Work to be completed ▸
Read the records and write them out again exactly.

START Excerpted records

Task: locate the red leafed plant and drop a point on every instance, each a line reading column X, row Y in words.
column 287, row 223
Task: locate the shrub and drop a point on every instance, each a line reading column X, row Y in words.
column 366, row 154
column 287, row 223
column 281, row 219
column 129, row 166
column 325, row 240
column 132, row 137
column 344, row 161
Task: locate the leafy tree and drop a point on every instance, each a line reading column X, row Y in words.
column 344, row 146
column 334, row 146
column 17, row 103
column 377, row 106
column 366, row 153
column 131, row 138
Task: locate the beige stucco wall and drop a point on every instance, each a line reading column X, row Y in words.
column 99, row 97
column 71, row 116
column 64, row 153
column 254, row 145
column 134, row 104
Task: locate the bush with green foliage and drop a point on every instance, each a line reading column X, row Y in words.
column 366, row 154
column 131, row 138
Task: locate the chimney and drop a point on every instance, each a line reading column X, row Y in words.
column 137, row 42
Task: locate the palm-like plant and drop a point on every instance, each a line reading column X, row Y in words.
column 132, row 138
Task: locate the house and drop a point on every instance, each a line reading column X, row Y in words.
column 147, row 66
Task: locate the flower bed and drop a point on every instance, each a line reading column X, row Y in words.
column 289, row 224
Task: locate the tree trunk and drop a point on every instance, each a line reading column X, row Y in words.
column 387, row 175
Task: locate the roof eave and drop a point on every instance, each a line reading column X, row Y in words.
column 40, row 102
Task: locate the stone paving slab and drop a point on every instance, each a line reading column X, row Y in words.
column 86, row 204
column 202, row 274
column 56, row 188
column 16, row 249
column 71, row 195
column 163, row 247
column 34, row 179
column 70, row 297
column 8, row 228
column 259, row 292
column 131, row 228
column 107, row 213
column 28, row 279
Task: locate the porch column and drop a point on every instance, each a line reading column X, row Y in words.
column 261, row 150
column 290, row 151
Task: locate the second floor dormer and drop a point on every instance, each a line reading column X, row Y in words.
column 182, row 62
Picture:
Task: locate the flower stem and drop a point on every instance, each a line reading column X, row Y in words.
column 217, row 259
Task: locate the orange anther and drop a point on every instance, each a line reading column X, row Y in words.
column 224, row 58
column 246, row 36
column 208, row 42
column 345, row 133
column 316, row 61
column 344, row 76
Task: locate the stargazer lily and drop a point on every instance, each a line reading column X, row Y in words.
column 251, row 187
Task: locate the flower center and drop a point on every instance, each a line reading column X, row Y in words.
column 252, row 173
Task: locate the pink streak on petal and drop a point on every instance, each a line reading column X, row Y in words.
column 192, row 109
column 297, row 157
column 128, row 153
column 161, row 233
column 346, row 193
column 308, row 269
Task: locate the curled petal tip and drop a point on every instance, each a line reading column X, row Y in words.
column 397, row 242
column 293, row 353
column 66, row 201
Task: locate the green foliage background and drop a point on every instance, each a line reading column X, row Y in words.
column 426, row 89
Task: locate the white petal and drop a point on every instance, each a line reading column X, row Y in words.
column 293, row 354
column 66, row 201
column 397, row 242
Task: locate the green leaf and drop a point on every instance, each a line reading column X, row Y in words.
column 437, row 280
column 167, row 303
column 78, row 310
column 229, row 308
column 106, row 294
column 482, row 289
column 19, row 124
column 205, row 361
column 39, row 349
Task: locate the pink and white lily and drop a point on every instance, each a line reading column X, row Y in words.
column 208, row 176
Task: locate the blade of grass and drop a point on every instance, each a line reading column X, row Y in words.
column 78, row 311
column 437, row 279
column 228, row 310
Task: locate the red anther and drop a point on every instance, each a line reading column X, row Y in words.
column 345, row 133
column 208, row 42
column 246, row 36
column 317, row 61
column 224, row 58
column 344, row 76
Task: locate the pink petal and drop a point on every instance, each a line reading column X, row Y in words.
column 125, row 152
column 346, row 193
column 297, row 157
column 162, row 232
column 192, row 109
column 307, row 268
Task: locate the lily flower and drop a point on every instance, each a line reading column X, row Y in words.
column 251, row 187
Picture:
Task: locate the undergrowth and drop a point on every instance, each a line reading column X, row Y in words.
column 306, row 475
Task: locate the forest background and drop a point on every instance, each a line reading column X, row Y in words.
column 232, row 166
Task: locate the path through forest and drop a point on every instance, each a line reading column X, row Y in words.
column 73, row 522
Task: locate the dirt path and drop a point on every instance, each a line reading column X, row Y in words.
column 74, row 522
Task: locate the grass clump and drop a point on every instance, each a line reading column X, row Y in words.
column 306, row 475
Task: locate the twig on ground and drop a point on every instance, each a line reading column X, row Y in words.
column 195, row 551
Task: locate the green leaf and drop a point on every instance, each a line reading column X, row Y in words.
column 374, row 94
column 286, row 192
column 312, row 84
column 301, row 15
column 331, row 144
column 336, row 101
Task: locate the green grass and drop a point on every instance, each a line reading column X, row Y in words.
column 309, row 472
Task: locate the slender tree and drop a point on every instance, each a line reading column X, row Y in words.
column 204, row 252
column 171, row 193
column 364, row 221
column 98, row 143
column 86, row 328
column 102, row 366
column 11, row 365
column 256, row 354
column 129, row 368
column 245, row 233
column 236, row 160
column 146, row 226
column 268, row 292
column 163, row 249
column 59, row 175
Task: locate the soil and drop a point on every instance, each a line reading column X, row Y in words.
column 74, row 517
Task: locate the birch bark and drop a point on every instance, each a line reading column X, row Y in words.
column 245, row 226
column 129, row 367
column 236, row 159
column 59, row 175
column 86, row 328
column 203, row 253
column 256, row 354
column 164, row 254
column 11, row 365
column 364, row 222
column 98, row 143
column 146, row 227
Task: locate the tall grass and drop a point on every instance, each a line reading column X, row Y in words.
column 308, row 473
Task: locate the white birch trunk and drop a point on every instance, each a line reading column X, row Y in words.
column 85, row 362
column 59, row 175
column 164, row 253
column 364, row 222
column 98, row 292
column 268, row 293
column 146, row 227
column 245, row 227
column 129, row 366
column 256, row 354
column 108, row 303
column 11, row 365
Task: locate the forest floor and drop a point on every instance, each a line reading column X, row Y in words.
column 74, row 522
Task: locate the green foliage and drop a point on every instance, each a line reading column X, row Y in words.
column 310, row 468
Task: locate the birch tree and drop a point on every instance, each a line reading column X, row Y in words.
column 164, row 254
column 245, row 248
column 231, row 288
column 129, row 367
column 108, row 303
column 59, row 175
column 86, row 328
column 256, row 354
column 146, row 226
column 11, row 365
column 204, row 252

END Excerpted records

Output ▸
Task: locate the red leafed plant and drop a point on every instance, each a line reading column X, row Y in words.
column 287, row 223
Task: locate the shrub and drop a point on every instance, each a line reading column X, row Y in words.
column 366, row 154
column 287, row 223
column 281, row 219
column 129, row 166
column 325, row 240
column 132, row 137
column 344, row 161
Task: locate the leafy tree and drop a point on every instance, each a line reading column X, row Y in words.
column 344, row 146
column 334, row 146
column 17, row 103
column 377, row 106
column 366, row 153
column 131, row 138
Task: locate the beige stucco wall and drop a point on every instance, each a line reading column X, row Y in words.
column 99, row 97
column 71, row 116
column 64, row 153
column 254, row 145
column 134, row 104
Task: locate the bush with green foliage and drop a point on every instance, each a line reading column X, row Y in words.
column 366, row 154
column 131, row 138
Task: locate the chimney and drop a point on every instance, each a line reading column X, row Y in words.
column 137, row 42
Task: locate the palm-like plant and drop a point on every instance, each a line reading column X, row Y in words.
column 132, row 138
Task: locate the house and drop a point on every instance, each a line reading column X, row Y in words.
column 147, row 66
Task: locate the flower bed and drop a point on every instance, each a line reading column X, row Y in words.
column 289, row 224
Task: locate the tree trunk and drop a point on every instance, each a line reading column X, row Y in words.
column 387, row 175
Task: locate the roof eave and drop a point on every instance, each a line reading column X, row Y in words.
column 40, row 102
Task: locate the stone paving slab and drop a point on every instance, each a line reading column X, row Y in words.
column 86, row 204
column 202, row 274
column 56, row 188
column 16, row 249
column 71, row 195
column 163, row 247
column 34, row 179
column 70, row 297
column 8, row 228
column 259, row 292
column 131, row 228
column 107, row 213
column 28, row 279
Task: locate the porch column and drop a point on every instance, each a line reading column X, row Y in words.
column 261, row 150
column 290, row 151
Task: locate the second floor dormer and drop a point on every instance, each a line reading column X, row Y in words.
column 182, row 62
Picture:
Task: locate the flower stem and drop a point on every instance, each a line reading column X, row Y in words.
column 217, row 259
Task: locate the orange anther and drop a point on every instance, each a line reading column X, row Y in words.
column 224, row 58
column 246, row 36
column 208, row 42
column 345, row 133
column 316, row 61
column 344, row 76
Task: locate the stargazer lily and drop a point on every instance, each a line reading column X, row Y in words.
column 251, row 187
Task: locate the flower center and drop a point on every instance, each a line reading column X, row Y in words.
column 252, row 173
Task: locate the pink streak on petal and drop a point on every instance, each a line reading column X, row Y in words.
column 192, row 109
column 297, row 157
column 128, row 153
column 161, row 233
column 346, row 193
column 308, row 269
Task: locate the curled petal tip and drop a point on every instance, each a line reading column X, row Y in words.
column 397, row 242
column 293, row 353
column 66, row 201
Task: locate the green foliage background and drop a point on every instance, each a line reading column X, row Y in words.
column 426, row 89
Task: locate the white petal and drop a point on every instance, each a line reading column X, row Y in words.
column 293, row 354
column 66, row 201
column 397, row 242
Task: locate the green leaf and drop a point on every instance, each a line reading column X, row Y in words.
column 437, row 280
column 167, row 303
column 78, row 310
column 229, row 308
column 106, row 294
column 482, row 289
column 19, row 124
column 205, row 361
column 39, row 349
Task: locate the pink and white lily and drop a point on every instance, each a line reading column X, row Y in words.
column 208, row 176
Task: locate the blade of grass and drop a point on every instance, each a line reading column X, row Y in words.
column 78, row 311
column 437, row 279
column 228, row 310
Task: locate the red anther and drop a point on every instance, each a line reading column X, row Y in words.
column 345, row 133
column 208, row 42
column 246, row 36
column 317, row 61
column 224, row 58
column 344, row 76
Task: locate the pink petal and drop a point on every instance, each a line reading column X, row Y in words.
column 125, row 152
column 346, row 193
column 297, row 157
column 162, row 232
column 192, row 109
column 307, row 268
Task: locate the lily flower and drop a point on every instance, each a line reading column X, row Y in words.
column 251, row 187
Picture:
Task: locate the undergrowth and drop a point on every instance, each a line reading column X, row Y in words.
column 306, row 475
Task: locate the forest background and drop a point on every instance, each a line reading column X, row Y in words.
column 232, row 166
Task: locate the path through forest and drop a point on every instance, each a line reading column X, row Y in words.
column 73, row 522
Task: locate the dirt path and drop a point on every instance, each a line reading column X, row Y in words.
column 74, row 522
Task: locate the grass clump and drop a point on every instance, each a line reading column X, row Y in words.
column 306, row 475
Task: locate the twig on ground and drop a point on every instance, each a line reading column X, row Y in words.
column 195, row 551
Task: locate the green leaf and drop a point on every instance, each a line reading column X, row Y in words.
column 374, row 94
column 286, row 192
column 312, row 84
column 301, row 15
column 331, row 144
column 336, row 101
Task: locate the green grass and drop a point on every instance, each a line reading column X, row Y in words.
column 309, row 472
Task: locate the slender tree and drop a point on every instance, each a line reading column X, row Y in words.
column 204, row 252
column 171, row 193
column 364, row 221
column 98, row 143
column 86, row 328
column 102, row 366
column 11, row 365
column 256, row 354
column 129, row 368
column 245, row 233
column 236, row 160
column 146, row 226
column 268, row 292
column 163, row 249
column 59, row 175
Task: locate the soil and drop a point on every instance, each a line reading column X, row Y in words.
column 74, row 517
Task: locate the birch bark and drop a point on every instance, each a line reading column X, row Y in words.
column 245, row 226
column 129, row 367
column 236, row 159
column 59, row 175
column 86, row 328
column 203, row 253
column 256, row 354
column 164, row 254
column 11, row 365
column 364, row 222
column 98, row 143
column 146, row 227
Task: locate the tall grass and drop a point on every instance, each a line reading column X, row Y in words.
column 308, row 473
Task: locate the white birch trunk and drop a point on every instance, each a line reading column X, row Y in words.
column 85, row 362
column 59, row 175
column 164, row 253
column 364, row 222
column 98, row 292
column 268, row 293
column 146, row 227
column 245, row 227
column 129, row 366
column 256, row 354
column 108, row 303
column 11, row 365
Task: locate the forest floor and drop a point on every instance, each a line reading column X, row Y in words.
column 74, row 522
Task: locate the green foliage and drop a point on every instance, each a line reading column X, row Y in words.
column 310, row 468
Task: locate the birch tree and drop a point on every instance, each a line reading column X, row Y in words.
column 164, row 254
column 245, row 248
column 231, row 288
column 129, row 367
column 108, row 303
column 59, row 175
column 86, row 328
column 256, row 354
column 146, row 226
column 11, row 365
column 204, row 252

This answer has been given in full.